***** TEXT BLOCK *****
Blogging is bottom of the pile during a busy period, of course, hence the lengthy radio silence. All the neat arduino and Raspberry Pi experiments I had planned have also been rested (my Raspberry Pi 2 has yet to be even turned on, over a month after ordering it on the day it was announced, and despite driving specially to the DPD depot so I could have it as early as possible!). I haven't gone near Python for a couple of months, except by proxy (PhD student Oscar Giles is doing some sterling work on implementing Bayesian Statistics on his work looking at interceptive tasks in children). But as you will know if you follow my Twitter feed, I have not been idle, nor have I been entirely swamped with teaching and admin. Indeed Twitter, as a micro-blogging service, is certainly proving its worth there - a photo or short notice can be pinged off in seconds. Blog posts take me at about an hour, and that's not allowing for the time spent mulling over what to say. And for the last few months, my free time has been given to the things that I have prioritised ahead of blogging.

I've been hard at work on FATKAT - the Finger and Thumb Kinetic Assessment Tool, which has now seen its first test run. Sarah Astill, Will Shaw and I got together to actually put it through its paces - and gather some initial data to try out the data processing algorithms, and initial results have been good. We'll be back in the lab later in the month to try the refined version, but I'm excited to have that up and running, and I'm hoping to provide a fuller overview of the system in a future post!

I've also joined the Leeds Hackspace, something I've been meaning to do for a while - lots of little projects on the go, and I'm hoping this will a) force me to benchmark time to actually work them, even if it's only once every couple of weeks; and b) give me a more social space to do it in - rather than sitting alone in my study!
***** PROVIDED INFORMATION *****
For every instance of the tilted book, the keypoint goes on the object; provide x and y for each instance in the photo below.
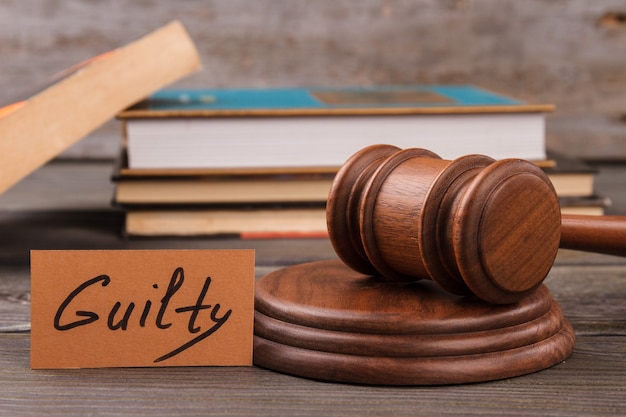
(36, 128)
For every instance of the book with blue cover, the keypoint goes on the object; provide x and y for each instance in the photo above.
(304, 128)
(348, 100)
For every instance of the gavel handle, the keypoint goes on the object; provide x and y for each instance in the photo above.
(602, 234)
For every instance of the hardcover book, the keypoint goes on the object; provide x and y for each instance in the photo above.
(296, 128)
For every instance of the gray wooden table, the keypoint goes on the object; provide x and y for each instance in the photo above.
(66, 206)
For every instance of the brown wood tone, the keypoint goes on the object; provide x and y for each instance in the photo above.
(473, 225)
(322, 320)
(65, 205)
(606, 234)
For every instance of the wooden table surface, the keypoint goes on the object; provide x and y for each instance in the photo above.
(66, 206)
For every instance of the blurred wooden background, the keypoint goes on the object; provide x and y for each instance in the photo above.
(568, 52)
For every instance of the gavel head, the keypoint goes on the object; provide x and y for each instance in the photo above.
(473, 225)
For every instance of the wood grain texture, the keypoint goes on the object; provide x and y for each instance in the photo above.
(590, 288)
(563, 52)
(473, 225)
(589, 383)
(322, 320)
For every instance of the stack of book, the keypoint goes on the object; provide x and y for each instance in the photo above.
(573, 181)
(260, 162)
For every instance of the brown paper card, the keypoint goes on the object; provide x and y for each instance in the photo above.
(117, 308)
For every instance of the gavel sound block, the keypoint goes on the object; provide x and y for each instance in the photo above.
(483, 233)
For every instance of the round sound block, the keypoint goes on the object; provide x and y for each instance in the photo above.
(323, 320)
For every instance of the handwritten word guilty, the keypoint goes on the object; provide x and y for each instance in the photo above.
(63, 320)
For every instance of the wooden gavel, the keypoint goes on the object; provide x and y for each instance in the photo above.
(473, 225)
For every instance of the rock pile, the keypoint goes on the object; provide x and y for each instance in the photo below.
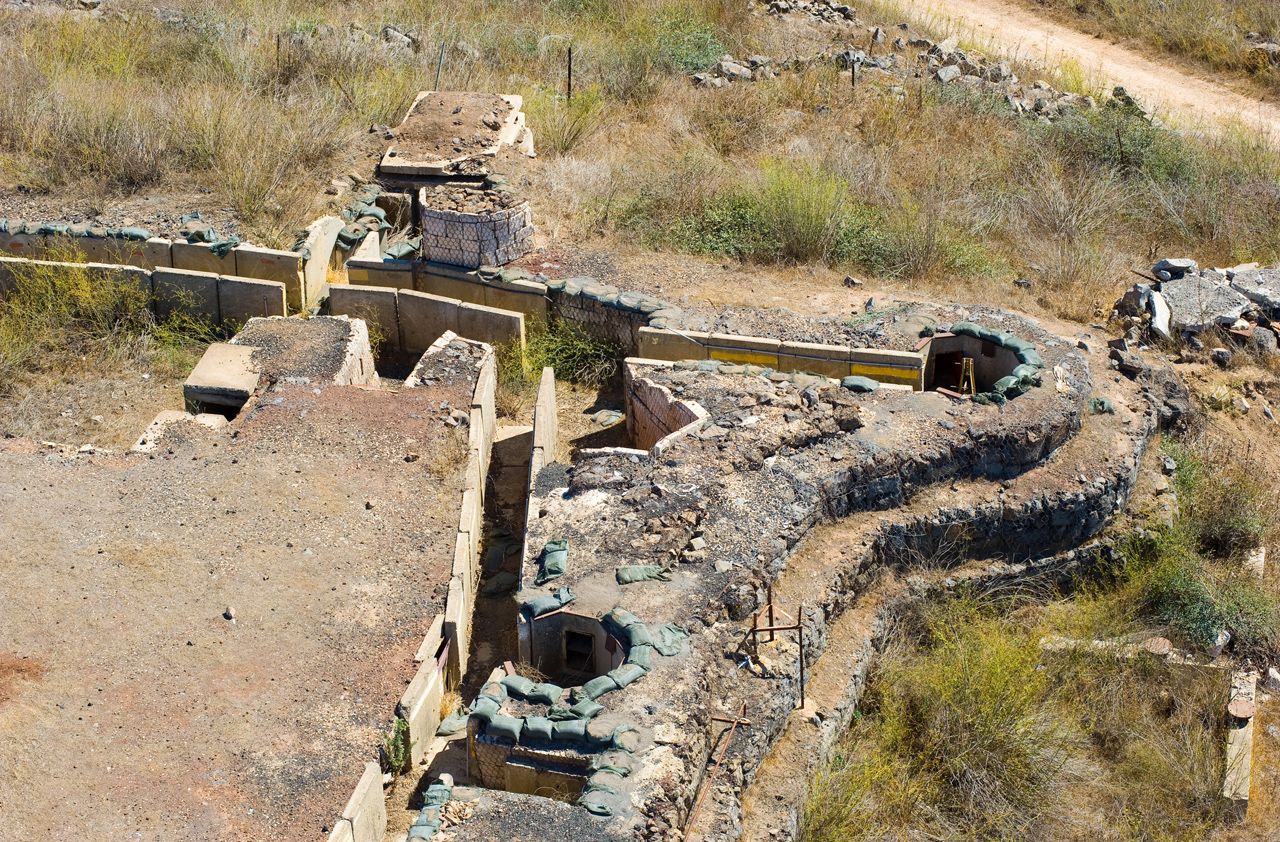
*****
WHAT IS EXPECTED
Please carry on the blog post about the busy few months and the FATKAT and Hackspace projects, starting right after its last sentence.

YOUR RESPONSE
I've got my little 4tronix robot base kit working, ready to start plugging it into my Raspberry Pi, and adding some sensors. The goal eventually is to turn it into a more "tangible" version of Button Bash - rather than just having an icon on a screen, having a buggy that could physically drive around would make for an interesting project. I was inspired by Kim Adams and Pedro Encarnacao with their Lego Mindstorm manipulators, and I'm also hoping that I can tap up some of the autonomous vehicle expertise here at Leeds to see if we can make it robust to poor control. That's largely for the future, though - right now, I just have a buggy that drives around under the code provided by Initio.

And where next? Well, there are a few things on the horizon. Communication Matters have just arrived at the Innovation Centre here at Leeds that's going to offer some exciting potential for collaboration. FATKAT will of course, be continuing in its development, and that I think will be the lion's share of where my spare capacity goes. I'm also trying to get an iDRO journal club set up - wish me luck, and I'll keep you posted!

Thursday 19 February 2015

Long time, no see...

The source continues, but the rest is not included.